**MATERIAL SHOWN**
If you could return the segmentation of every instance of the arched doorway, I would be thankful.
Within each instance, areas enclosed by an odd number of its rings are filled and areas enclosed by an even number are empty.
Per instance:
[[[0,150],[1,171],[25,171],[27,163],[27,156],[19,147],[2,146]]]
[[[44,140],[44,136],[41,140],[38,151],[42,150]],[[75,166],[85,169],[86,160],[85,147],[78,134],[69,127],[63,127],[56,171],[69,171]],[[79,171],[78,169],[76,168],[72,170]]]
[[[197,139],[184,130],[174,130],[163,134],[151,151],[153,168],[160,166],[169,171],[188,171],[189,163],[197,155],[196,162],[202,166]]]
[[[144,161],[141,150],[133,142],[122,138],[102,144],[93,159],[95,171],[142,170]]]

**DIRECTIONS**
Write out all of the data above again, requests included, with every coordinate in the answers multiplied by 0.7 and rounded to the nearest whole number, halves rounding up.

**FULL SOLUTION**
If you could return the segmentation of every instance of the arched doorway, I would be thankful.
Within each instance, areas enclosed by an odd number of its rings are filled and areas enclosed by an even number are empty.
Per instance:
[[[0,105],[1,120],[18,120],[19,114],[19,109],[13,103],[1,102]]]
[[[31,98],[31,95],[29,98],[27,106],[29,105]],[[53,116],[60,118],[60,112],[60,103],[55,94],[48,89],[44,89],[39,120],[48,120]],[[55,120],[55,118],[53,118],[50,119]]]
[[[138,97],[129,91],[122,91],[114,94],[106,106],[107,118],[112,116],[118,120],[132,120],[132,114],[138,109],[137,113],[141,116]]]
[[[101,113],[99,105],[93,99],[85,97],[71,101],[65,111],[67,120],[99,119]]]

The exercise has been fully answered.